Excerpt:
start
Then there was the physicality of the carrying from the forward pack, an area where they were widely lambasted three weeks previous against France, and it was summed up on Sunday by the influence of Courtney Lawes. In the game against France, the on-and-off-again experiment of using Lawes as a blindside flanker was considered a failure.

Three weeks later and Lawes was replicating the role provided by Pieter-Steph du Toit, another lock converted into the back row, to the Springboks over the past couple of years. He was England’s primary lineout option to the point that all seven successful throws in the first half went to him, whilst there was a power to his carrying that helped free up Sam Underhill and Tom Curry to roam and have more selective and influential impacts on the game.

No one is saying Lawes plays that blindside role to the standard that reigning World Rugby Player of the Year du Toit does, but an impact was felt and the balance it gave England allowed the home side to prosper. The common denominator in this comparison is the involvement of Proudfoot as a coach.

It wasn’t just Lawes, either, with Jamie George also having one of his better games with ball in hand for quite some time at international level, as England’s tight five much more competently shouldered the burden of the physical grunt work close to the ruck on both sides of the ball. Just as Lawes’ contributions did, this allowed Underhill and Curry to get back to doing what they do best.

Luke Cowan-Dickie added punch from the bench in the form of his set-piece accuracy and carrying, Charlie Ewels packed down at No 8 before moving over to blindside – and is another who could be moulded in that du Toit mould – and there will be bigger involvements to come for Ben Earl. Across the board, England’s forwards just felt sharper, more dynamic and better able to exert their physicality on their opponents.

No one is dismissing the work that Steve Borthwick and Neal Hatley have done with the group, though sometimes a fresh voice and approach can reap rewards that an established one cannot. With that physical dominance coming without the presence of either of the Vunipola brothers, or an out-and-out power No 8, the influence of Proudfoot seems to be bearing fruit swiftly.
end
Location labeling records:
start
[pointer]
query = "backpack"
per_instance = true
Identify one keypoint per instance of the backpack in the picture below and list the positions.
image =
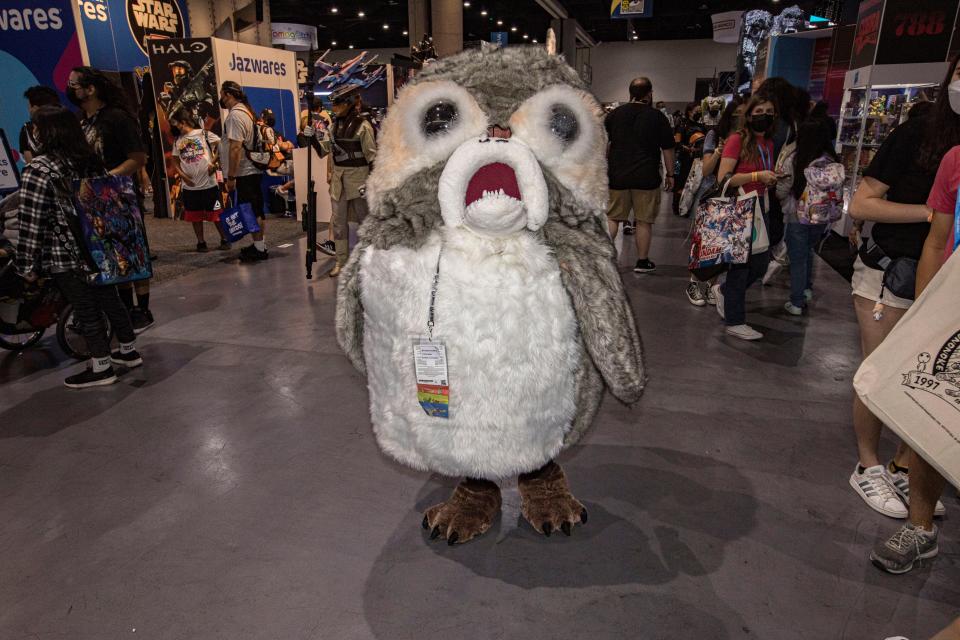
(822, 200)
end
start
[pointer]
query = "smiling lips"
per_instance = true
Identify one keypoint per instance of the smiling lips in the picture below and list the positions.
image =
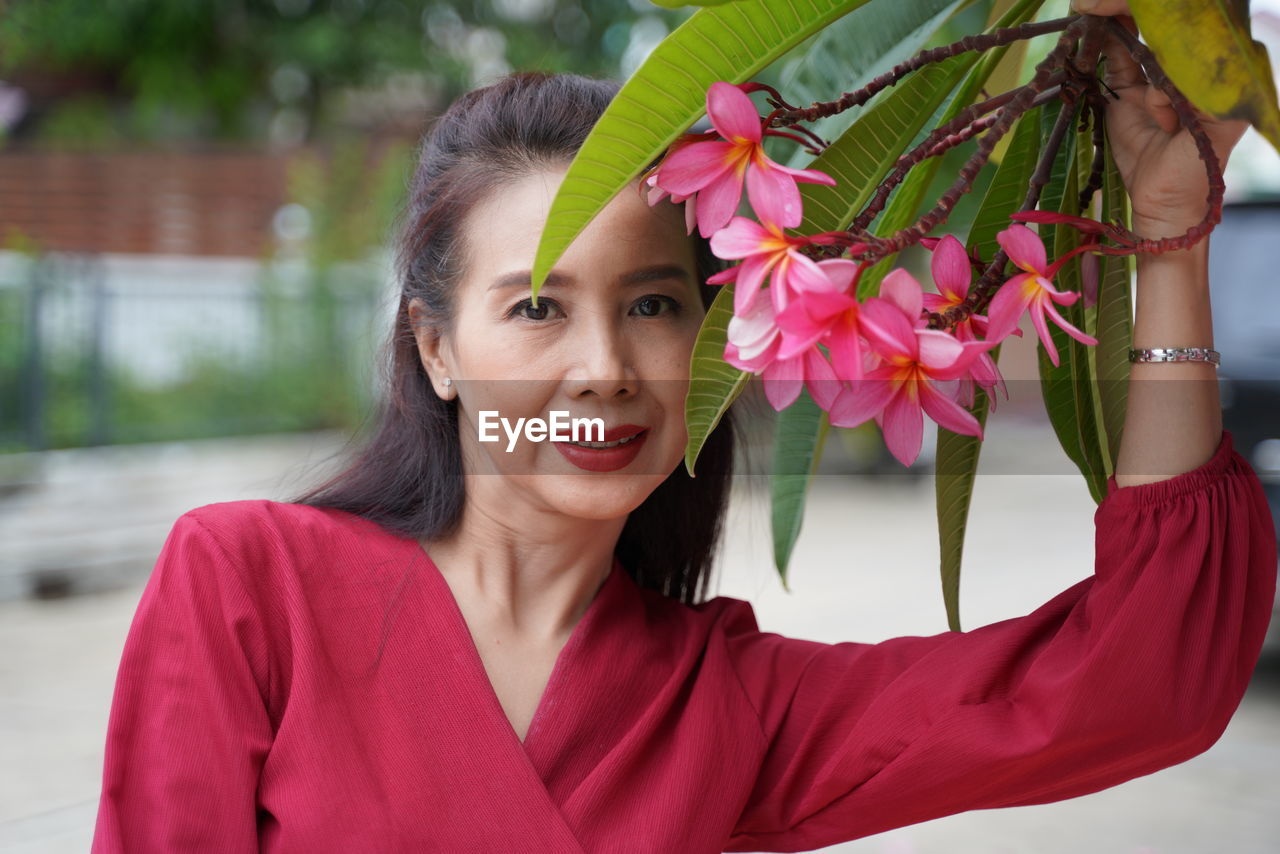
end
Set exercise: Update the part of the rugby excerpt that opens with the words containing "It wasn’t just" and closes with "they do best.", putting "carried" in place of "shouldered". Work only from the rugby excerpt, not from the entries.

Response for this exercise:
It wasn’t just Lawes, either, with Jamie George also having one of his better games with ball in hand for quite some time at international level, as England’s tight five much more competently carried the burden of the physical grunt work close to the ruck on both sides of the ball. Just as Lawes’ contributions did, this allowed Underhill and Curry to get back to doing what they do best.